Task data >>

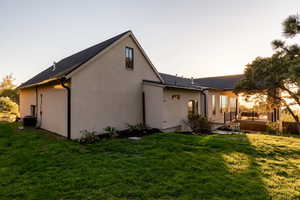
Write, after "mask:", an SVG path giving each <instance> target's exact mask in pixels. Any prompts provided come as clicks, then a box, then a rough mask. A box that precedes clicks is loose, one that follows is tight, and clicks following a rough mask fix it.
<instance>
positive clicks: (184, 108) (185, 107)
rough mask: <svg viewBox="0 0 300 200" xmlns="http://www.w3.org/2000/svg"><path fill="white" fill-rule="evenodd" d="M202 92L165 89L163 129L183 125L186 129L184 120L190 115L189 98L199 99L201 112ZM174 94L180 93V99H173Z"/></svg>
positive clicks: (164, 97)
mask: <svg viewBox="0 0 300 200" xmlns="http://www.w3.org/2000/svg"><path fill="white" fill-rule="evenodd" d="M200 94H201V93H200V92H199V91H192V90H182V89H164V98H163V129H169V128H173V127H177V126H180V125H181V126H182V128H183V129H186V126H185V124H184V123H183V120H185V119H187V116H188V102H189V100H197V101H198V111H199V114H200V107H201V106H200V104H201V99H200ZM172 95H179V96H180V99H172Z"/></svg>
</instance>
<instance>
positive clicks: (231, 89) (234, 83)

Exercise brief >> Show every line in the entries where the string "instance" occurs.

Written reply >>
Write, after "mask:", an SVG path giving each <instance> target's exact mask in pixels. Any prompts provided come as clicks, then a box, then a rough mask. A box that precedes clicks is loose, one that follows is tight, and clicks following a rough mask fix it.
<instance>
</instance>
<instance>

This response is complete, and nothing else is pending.